Görev 1: Kayıtlarda "Locate the crowd" ifadesinin geçtiği satırdan kayıtların sonuna kadar uzanan satırları, iki uç da dahil olmak üzere, boş satırları atlayıp her satıra bir dize düşecek biçimde JSON listesi olarak yaz.

Gösterilen metin:

● ● ● ● ● ● ●

Zeynep Dilara Akyürek / Milliyet.com.tr – 17 Şubat günü saatler 13.25’i gösterdiğinde haber merkezleri ‘Ankara’da hissedilen bir deprem olduğunu’ duyurdu. İlerleyen dakikalarda 13.20’de yaşanan 3.5 büyüklüğündeki sarsıntıya ait veriler Kandilli Rasathanesi ve AFAD’ın son depremler listesine yansıdı. Aslında pek çok kişi tarafından Ankara’daki deprem tehlikesinin az olduğu biliniyor. Ancak ne yazık ki,Türkiye’nin tamamında olduğu gibi Ankara’da da deprem tehlikesi yüksek. Çünkü başkent, en önemli ve büyük fay zonlarından biri olan Kuzey Anadolu Fayı’na yaklaşık 100 kilometre uzaklıkta. Üstelik yakın geçmişte büyük depremlerde hasar alan yapılar olmuş ve can kayıpları Ankara’yı ‘yıkmıştı.’ Peki Ankara, 18 Nisan 1996’da yürürlüğe giren ‘Deprem Tehlike Haritası’ndaki gibi 5’nci derece yani düşük deprem tehlikesi altında değil mi? Başkenti etkileyecek depremleri oluşturacak faylar nereden geçiyor? Sakarya Üniversitesi Afet Yönetim Uygulama ve Araştırma Merkezi Jeofizik Mühendisliği Öğretim Üyesi Prof. Dr. Murat Utkucu ve Gazi Üniversitesi Mühendislik Fakültesi İnşaat Mühendisliği Bölümü Öğretim Üyesi, Afet Yönetimi Uzmanı Doç. Dr. Bülent Özmen, Ankara’nın depremselliğini ve deprem geçmişini Milliyet.com.tr’ye anlattı.

● ● ● ● ● ● ●

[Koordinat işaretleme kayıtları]
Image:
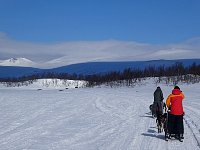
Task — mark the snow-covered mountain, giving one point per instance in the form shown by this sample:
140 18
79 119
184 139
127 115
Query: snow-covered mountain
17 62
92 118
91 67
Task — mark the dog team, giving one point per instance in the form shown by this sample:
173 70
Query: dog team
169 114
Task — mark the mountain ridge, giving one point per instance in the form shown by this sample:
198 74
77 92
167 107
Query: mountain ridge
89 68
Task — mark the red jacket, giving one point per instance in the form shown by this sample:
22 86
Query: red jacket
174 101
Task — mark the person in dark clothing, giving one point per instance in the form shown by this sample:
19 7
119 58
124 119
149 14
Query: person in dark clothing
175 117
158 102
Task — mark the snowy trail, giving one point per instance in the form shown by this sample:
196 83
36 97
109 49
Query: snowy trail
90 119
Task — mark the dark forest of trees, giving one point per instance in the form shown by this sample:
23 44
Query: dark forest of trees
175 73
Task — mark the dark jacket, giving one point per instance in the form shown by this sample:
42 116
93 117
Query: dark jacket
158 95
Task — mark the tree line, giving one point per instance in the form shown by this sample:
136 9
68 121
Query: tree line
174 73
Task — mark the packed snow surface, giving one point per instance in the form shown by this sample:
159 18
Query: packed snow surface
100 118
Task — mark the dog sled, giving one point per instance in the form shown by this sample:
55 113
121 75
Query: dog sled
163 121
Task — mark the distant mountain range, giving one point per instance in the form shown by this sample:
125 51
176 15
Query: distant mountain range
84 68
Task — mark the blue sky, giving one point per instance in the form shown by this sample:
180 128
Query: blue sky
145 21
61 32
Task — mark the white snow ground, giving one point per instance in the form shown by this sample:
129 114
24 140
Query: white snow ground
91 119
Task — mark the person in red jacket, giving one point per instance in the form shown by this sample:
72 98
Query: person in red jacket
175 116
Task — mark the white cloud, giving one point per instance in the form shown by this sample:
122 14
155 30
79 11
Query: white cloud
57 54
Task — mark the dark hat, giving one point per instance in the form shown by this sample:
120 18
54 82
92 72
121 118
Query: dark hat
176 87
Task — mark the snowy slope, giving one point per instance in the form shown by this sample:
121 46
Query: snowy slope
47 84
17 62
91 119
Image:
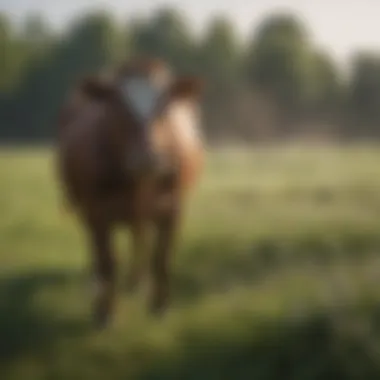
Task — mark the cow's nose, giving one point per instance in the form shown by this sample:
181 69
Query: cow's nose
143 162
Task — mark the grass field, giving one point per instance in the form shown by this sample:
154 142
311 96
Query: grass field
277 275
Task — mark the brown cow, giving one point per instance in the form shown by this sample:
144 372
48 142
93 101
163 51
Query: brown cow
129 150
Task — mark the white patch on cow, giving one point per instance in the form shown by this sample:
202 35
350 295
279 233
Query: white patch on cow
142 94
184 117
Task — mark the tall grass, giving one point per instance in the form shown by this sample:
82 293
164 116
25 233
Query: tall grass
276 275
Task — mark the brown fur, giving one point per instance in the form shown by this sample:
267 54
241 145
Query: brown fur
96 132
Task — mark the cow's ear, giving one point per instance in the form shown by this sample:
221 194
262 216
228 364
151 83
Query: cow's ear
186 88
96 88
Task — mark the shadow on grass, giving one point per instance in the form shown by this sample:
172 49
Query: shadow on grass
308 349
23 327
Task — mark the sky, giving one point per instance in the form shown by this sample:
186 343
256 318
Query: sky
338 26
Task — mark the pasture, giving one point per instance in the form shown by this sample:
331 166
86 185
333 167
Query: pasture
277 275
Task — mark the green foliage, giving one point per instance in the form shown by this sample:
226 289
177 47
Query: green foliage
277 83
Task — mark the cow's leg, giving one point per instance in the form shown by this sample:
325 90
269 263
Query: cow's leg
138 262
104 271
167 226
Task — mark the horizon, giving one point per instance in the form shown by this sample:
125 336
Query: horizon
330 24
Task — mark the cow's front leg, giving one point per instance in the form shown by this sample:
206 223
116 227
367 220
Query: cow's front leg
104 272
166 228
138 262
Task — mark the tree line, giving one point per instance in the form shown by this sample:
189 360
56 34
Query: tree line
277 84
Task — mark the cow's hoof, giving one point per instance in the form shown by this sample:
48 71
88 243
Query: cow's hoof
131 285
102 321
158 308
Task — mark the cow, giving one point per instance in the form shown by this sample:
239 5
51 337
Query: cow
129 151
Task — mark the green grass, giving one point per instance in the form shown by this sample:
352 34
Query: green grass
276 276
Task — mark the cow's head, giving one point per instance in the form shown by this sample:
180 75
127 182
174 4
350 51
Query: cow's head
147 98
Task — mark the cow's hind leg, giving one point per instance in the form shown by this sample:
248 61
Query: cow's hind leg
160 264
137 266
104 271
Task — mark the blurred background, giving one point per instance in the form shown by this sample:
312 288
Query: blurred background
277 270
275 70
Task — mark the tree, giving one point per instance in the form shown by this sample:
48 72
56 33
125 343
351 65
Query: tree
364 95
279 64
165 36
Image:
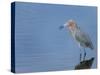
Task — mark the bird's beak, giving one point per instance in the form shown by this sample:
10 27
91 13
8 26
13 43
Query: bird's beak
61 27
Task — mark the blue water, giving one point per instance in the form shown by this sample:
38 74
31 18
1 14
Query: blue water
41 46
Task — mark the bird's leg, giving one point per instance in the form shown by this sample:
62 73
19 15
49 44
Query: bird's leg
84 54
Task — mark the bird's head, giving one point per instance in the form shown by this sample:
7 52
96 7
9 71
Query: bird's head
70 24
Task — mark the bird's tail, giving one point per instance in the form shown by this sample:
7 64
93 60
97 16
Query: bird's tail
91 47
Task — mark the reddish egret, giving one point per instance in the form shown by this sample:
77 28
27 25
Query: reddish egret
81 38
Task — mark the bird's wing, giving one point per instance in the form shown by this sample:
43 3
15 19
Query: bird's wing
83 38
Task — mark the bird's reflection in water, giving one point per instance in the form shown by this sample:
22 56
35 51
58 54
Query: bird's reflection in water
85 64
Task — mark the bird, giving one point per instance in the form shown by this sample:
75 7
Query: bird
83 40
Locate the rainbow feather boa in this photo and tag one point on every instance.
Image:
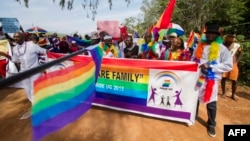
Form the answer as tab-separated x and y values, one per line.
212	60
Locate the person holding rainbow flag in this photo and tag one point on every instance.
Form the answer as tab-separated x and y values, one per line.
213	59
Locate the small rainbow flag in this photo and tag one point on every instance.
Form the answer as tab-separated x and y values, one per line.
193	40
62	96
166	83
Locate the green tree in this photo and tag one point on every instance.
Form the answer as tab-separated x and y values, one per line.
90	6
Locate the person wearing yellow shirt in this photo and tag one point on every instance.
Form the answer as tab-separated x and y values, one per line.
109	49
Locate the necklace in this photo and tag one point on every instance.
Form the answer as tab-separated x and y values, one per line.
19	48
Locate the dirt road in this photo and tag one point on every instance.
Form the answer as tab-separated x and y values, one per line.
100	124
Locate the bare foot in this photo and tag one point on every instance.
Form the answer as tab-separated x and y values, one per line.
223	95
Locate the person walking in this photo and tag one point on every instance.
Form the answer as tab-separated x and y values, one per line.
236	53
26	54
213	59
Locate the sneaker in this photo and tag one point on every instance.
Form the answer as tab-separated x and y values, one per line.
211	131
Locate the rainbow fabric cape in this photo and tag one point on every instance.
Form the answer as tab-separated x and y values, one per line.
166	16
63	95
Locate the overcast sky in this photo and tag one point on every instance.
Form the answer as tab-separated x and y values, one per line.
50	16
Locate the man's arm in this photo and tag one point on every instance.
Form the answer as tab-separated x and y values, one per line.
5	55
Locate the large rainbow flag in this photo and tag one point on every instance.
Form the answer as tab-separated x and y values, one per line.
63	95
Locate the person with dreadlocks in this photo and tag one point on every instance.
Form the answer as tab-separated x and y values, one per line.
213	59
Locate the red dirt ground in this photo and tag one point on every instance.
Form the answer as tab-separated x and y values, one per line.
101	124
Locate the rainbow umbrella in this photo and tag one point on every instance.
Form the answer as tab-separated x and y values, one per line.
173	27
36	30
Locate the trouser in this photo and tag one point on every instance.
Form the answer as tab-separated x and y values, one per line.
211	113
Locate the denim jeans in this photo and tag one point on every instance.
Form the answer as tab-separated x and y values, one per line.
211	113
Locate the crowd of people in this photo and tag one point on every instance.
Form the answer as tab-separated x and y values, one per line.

● ● ● ● ● ● ●

Görev 2: Ankara depremi haberine göre başkent, Kuzey Anadolu Fayı'na yaklaşık ne kadar uzaklıktadır?

Adım adım çözüm 1:
[
  "Locate the crowd of people in this photo and tag one point on every instance.",
  "Form the answer as tab-separated x and y values, one per line."
]

Adım adım çözüm 2: Yaklaşık 100 kilometre.